PROBLEM DESCRIPTION: Write every line of the entries below as a JSON list of strings, one string per line, and leave out blank lines.
======== EXERCISE INPUT
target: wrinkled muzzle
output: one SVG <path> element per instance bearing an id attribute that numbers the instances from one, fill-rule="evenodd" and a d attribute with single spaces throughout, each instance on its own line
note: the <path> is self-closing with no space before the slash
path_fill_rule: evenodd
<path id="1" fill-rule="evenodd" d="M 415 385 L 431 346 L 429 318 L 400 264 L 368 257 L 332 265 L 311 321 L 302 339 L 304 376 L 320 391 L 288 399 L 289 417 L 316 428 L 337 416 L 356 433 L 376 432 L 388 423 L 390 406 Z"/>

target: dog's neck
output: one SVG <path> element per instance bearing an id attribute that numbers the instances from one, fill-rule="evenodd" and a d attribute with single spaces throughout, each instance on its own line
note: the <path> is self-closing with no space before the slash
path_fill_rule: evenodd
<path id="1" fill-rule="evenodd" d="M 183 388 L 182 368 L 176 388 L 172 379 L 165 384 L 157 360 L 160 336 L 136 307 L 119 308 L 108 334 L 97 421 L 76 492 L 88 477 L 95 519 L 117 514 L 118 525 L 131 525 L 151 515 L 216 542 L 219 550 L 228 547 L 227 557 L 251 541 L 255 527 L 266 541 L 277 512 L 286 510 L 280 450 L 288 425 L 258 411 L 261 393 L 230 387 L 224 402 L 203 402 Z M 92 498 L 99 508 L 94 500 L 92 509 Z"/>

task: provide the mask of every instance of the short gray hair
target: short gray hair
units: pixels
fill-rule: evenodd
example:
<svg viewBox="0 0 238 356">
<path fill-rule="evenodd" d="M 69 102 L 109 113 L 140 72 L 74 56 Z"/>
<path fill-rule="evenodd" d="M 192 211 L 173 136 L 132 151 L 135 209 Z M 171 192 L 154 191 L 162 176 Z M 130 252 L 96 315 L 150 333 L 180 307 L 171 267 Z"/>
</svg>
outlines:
================
SOLUTION TO THE PROBLEM:
[
  "target: wrinkled muzzle",
  "output: one SVG <path> element per instance bearing an id attribute that numbers the instances from one, fill-rule=\"evenodd\" and a d attribute with single spaces throughout, each instance on its own line",
  "note: the <path> is self-closing with no space before the slash",
  "path_fill_rule: evenodd",
  "<path id=\"1\" fill-rule=\"evenodd\" d=\"M 415 385 L 431 346 L 429 318 L 400 264 L 368 257 L 332 265 L 311 321 L 302 339 L 304 376 L 320 391 L 288 399 L 289 417 L 316 428 L 337 416 L 356 433 L 376 432 L 388 423 L 390 406 Z\"/>",
  "target: dog's neck",
  "output: one SVG <path> element per instance bearing an id attribute that numbers the instances from one, fill-rule=\"evenodd\" and a d attribute with single spaces throughout, each instance on its own line",
  "note: the <path> is self-closing with no space before the slash",
  "path_fill_rule: evenodd",
  "<path id=\"1\" fill-rule=\"evenodd\" d=\"M 183 388 L 182 368 L 176 388 L 172 379 L 165 384 L 157 360 L 160 336 L 136 307 L 119 308 L 108 334 L 97 421 L 76 492 L 88 477 L 95 519 L 117 514 L 118 525 L 131 525 L 151 515 L 216 542 L 219 550 L 228 547 L 227 557 L 251 541 L 255 527 L 266 541 L 277 512 L 286 510 L 280 450 L 288 425 L 258 411 L 261 393 L 230 387 L 224 402 L 203 402 Z M 92 498 L 99 508 L 94 500 L 92 509 Z\"/>",
  "task: provide the mask of every instance of the short gray hair",
  "target: short gray hair",
  "units: pixels",
  "fill-rule: evenodd",
  "example:",
  "<svg viewBox=\"0 0 238 356\">",
  "<path fill-rule=\"evenodd\" d=\"M 69 102 L 109 113 L 140 72 L 74 56 Z\"/>",
  "<path fill-rule=\"evenodd\" d=\"M 192 211 L 173 136 L 132 151 L 135 209 Z M 171 192 L 154 191 L 162 176 Z M 130 252 L 96 315 L 150 333 L 180 307 L 171 267 Z\"/>",
  "</svg>",
  "outlines:"
]